TEXT SHOWN:
--------------------
Having found his flow with moral drama Short Term 12, director Destin Daniel Cretton is back after his 2017 release The Glass Castle, this time with an adaptation of book Just Mercy: A Story of Justice and Redemption, by esteemed lawyer Bryan Stevenson.
Stevenson (Michael B. Jordan) is a fresh-faced lawyer, determined to action positive change for those most in need. And there’s nobody more in need than someone sitting on Death Row for a crime they didn’t commit. Enter Walter ‘Johnny D’ McMillan (Jamie Foxx), living in Monroe County in Alabama, who’s been convicted of murdering Ronda Morrison, a young woman working at a dry cleaners in town. Except, he didn’t do it.
However, as a black man living and working in the deep south, it doesn’t matter how hard he persists, he’ll never be seen as innocent. With nothing to lose, Bryan moves across to the state, hoping to help Eva Ansley (Brie Larson) as she campaigns for prisoners holding unfair convictions. Facing a mountain of paperwork for the numerous cases needing review, Eva and Bryan have their work cut out for them – until Johnny D’s family hear word of the team’s mission and come on-board, all with solid alibis for him. Turns out, there’s enough evidence to prove Johnny D couldn’t have committed the murder – but how do you fight the system when it’s been corrupted from within for decades?
Knowing nothing about the film ahead of the screening, I was pleasantly surprised to see several big names joining Jordan, Foxx and Larson. Rob Morgan and O’Shea Jackson Jr. feature as Johnny D’s cellmates, Herbert Richardson and Anthony Ray Hinton. Richardson, a Vietnam veteran suffering with PTSD, has been convicted of planting a deadly bomb on someone’s porch, while Hinton apparently took part in the murder of two fast food servers – much like Johnny D, he’s innocent but ignored. Watching from the sidelines, a smug smile plastered across his moustached face, is Tommy Chapman (Rafe Spall), the district attorney presiding over the local courts, pleased with himself for clearing Monroe County’s dusty streets of three innocent black men (and many more) – just because he could.
Based around the actual McMillan/Stevenson case from 1986, we’re witnesses to Bryan’s fight for justice, not only for Johnny D, but wrongly incarcerated people across the States, where you could (and still can be) arrested just because you look like you might’ve committed a crime.
--------------------
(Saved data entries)

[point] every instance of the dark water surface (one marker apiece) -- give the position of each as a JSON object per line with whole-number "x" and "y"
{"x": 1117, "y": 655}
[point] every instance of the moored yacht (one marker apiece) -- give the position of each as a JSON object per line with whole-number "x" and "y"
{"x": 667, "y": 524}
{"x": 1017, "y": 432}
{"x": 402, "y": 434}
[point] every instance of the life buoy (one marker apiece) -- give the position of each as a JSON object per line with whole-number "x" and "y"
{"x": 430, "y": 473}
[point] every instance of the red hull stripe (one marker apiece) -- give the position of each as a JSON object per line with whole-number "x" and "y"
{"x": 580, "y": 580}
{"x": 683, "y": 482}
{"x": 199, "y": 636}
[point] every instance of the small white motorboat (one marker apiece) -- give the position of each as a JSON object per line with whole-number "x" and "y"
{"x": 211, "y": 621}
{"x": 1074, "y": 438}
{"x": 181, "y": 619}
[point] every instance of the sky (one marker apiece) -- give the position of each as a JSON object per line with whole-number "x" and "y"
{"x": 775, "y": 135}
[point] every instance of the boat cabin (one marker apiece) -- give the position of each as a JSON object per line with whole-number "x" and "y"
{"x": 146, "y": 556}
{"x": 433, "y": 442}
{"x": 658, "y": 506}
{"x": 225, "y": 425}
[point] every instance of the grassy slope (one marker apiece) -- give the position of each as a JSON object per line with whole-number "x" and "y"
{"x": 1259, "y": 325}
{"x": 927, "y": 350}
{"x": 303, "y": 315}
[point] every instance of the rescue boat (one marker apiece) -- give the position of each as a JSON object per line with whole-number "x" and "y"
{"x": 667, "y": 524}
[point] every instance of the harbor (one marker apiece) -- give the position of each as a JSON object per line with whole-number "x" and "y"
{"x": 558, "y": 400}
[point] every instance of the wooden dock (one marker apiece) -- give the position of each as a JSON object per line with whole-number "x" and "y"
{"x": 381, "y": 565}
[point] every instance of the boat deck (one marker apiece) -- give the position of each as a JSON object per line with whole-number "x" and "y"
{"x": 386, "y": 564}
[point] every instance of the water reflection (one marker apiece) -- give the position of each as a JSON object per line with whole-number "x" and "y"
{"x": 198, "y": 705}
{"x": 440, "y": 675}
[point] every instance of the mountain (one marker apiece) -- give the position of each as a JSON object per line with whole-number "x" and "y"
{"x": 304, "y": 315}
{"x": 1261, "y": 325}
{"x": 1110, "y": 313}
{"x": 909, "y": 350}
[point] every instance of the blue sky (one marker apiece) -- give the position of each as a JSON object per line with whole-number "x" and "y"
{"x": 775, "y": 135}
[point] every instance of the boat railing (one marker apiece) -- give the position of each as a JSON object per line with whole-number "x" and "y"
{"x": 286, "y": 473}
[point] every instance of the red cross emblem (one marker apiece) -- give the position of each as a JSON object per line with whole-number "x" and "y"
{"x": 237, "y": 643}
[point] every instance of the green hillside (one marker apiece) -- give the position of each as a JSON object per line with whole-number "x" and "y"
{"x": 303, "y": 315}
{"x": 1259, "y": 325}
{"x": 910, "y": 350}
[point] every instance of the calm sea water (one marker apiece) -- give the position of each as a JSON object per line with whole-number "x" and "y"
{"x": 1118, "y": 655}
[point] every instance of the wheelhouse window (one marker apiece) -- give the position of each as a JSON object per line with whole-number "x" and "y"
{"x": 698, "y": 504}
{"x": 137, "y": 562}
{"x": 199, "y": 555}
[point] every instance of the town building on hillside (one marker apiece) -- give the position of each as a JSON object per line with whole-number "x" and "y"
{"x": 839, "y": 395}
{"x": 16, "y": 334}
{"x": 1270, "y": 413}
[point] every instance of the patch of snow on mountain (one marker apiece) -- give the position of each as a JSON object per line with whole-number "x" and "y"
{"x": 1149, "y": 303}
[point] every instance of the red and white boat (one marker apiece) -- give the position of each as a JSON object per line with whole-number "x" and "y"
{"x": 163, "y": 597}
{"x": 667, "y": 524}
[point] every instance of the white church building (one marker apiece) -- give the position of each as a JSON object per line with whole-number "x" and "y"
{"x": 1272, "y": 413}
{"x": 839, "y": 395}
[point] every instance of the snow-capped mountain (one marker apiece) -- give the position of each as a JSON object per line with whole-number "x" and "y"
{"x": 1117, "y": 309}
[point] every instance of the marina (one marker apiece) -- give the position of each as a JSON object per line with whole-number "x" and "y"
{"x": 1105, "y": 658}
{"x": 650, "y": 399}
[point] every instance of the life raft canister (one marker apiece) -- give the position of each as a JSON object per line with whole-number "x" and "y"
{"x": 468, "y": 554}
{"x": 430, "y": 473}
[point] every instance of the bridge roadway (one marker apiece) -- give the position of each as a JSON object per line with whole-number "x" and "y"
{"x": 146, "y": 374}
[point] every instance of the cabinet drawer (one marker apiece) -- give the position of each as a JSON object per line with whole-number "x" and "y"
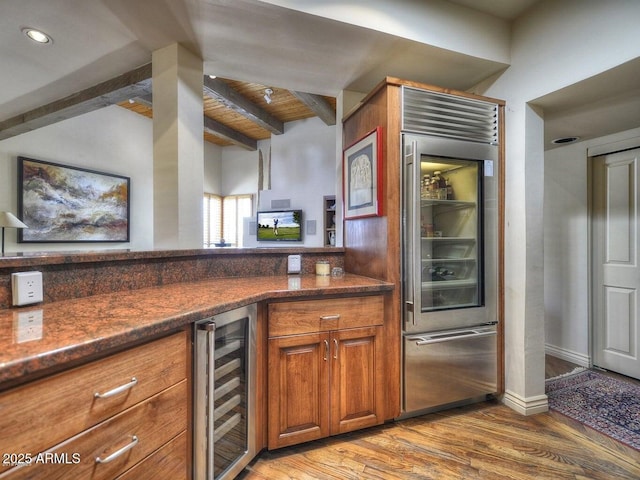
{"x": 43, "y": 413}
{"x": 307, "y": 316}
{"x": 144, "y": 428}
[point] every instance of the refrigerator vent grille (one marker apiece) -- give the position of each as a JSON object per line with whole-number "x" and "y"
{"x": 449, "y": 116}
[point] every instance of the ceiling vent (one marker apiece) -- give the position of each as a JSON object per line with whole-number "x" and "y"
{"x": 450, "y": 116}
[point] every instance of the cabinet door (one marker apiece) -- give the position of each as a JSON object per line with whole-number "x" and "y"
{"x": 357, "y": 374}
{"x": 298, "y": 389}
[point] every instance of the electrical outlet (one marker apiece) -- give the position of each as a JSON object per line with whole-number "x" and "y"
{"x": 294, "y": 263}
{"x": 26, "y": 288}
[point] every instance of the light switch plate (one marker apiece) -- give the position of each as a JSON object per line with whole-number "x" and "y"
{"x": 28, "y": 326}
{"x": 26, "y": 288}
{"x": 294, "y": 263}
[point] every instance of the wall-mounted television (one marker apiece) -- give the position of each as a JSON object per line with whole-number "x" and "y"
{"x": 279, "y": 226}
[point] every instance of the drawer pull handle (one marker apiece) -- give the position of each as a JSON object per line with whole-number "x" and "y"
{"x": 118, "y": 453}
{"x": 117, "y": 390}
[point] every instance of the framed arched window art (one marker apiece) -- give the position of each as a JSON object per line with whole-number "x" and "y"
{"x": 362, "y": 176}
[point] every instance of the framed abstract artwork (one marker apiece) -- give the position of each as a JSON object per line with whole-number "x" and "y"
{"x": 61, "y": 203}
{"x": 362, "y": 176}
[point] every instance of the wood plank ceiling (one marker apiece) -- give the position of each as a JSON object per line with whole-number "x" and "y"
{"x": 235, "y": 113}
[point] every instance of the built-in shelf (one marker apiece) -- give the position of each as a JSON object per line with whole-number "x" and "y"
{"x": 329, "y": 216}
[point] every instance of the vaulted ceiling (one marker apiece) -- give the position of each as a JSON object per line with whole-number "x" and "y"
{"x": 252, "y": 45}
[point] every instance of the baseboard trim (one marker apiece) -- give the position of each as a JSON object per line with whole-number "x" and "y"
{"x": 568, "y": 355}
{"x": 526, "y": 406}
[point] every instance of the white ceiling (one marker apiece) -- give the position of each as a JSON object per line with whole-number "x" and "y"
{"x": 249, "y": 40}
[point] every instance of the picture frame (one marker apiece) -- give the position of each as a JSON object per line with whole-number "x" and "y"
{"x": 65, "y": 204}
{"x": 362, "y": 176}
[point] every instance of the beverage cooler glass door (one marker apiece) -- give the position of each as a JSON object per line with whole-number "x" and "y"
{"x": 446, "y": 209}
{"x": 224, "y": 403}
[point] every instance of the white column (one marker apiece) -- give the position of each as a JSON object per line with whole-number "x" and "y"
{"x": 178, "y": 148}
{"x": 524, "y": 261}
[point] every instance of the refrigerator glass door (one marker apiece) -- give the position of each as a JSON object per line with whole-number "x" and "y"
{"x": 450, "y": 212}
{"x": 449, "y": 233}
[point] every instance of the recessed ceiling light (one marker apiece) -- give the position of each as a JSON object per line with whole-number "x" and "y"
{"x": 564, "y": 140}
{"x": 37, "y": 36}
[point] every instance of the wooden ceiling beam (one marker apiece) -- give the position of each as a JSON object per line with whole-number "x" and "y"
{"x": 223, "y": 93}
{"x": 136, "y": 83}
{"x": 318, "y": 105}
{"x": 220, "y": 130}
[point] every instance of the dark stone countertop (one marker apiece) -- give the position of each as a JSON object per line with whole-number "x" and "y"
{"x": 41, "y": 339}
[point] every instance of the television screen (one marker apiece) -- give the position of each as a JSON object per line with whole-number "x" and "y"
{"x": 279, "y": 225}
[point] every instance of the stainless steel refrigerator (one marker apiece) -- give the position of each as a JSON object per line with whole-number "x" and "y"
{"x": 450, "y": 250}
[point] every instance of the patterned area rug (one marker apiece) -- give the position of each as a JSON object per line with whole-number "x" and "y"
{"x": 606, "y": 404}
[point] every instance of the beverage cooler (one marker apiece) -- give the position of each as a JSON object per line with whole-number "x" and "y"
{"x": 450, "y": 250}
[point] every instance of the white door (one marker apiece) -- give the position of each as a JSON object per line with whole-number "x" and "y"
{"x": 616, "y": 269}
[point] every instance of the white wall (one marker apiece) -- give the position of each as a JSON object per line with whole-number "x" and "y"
--------------------
TO DO:
In the film review, who plays the district attorney Tommy Chapman? These records were taken from a separate source.

ANSWER TO THIS PROBLEM:
Rafe Spall.